** Begin Quoted text **

It might be worth adding a more direct call-out to posts like this one. Many may not go as far as reading the Bio page. That may be on them technically speaking, but still.

In any case, thank you for writing and sharing your considered opinion!

gunnarmorling•3mo ago

Thank you, appreciate it!

blindriver•3mo ago

Confluent isn't just "a major managed Kafka service provider." The founders of Confluent created Kafka and they and their employees/former employees dominate the PMC committee for Kafka, meaning they control the direction of Kafka. Confluent is Kafka.

The author is a an employee for Confluent/Kafka so because his paycheck and equity grant depends on it and CFLT stock price, obviously whatever he writes is going to be heavily slanted in favor of Kafka. This isn't something that is a footnote at the bottom, it should be right up at the front.

pheggs•3mo ago

employee of Confluent.

** End Quoted text **

### Problems
1/ According to the forum thread, who created Kafka?
2/ Render the stretch of the records from the line that contains "trace balcony railing, every instance" through the end of the records as a numbered list, leaving out blank lines.

** Begin Data to use **

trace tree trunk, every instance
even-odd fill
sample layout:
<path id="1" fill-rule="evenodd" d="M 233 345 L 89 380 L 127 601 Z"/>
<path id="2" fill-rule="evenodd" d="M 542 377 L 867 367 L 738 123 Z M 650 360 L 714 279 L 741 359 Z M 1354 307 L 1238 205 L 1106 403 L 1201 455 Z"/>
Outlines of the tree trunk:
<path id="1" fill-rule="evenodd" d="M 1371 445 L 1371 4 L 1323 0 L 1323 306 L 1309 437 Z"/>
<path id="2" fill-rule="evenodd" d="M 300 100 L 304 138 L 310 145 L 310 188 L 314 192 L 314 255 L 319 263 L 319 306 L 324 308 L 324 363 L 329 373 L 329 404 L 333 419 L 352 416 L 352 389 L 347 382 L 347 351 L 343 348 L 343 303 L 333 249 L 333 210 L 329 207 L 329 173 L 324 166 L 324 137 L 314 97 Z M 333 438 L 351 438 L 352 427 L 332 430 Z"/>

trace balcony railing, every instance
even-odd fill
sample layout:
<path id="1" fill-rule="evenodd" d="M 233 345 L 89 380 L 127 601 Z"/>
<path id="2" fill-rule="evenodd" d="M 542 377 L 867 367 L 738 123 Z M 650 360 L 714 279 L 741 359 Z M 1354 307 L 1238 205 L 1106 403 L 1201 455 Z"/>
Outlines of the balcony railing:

** End Data to use **

### Worked answers
1/ The founders of Confluent created Kafka.

2/
1. trace balcony railing, every instance
2. even-odd fill
3. sample layout:
4. <path id="1" fill-rule="evenodd" d="M 233 345 L 89 380 L 127 601 Z"/>
5. <path id="2" fill-rule="evenodd" d="M 542 377 L 867 367 L 738 123 Z M 650 360 L 714 279 L 741 359 Z M 1354 307 L 1238 205 L 1106 403 L 1201 455 Z"/>
6. Outlines of the balcony railing:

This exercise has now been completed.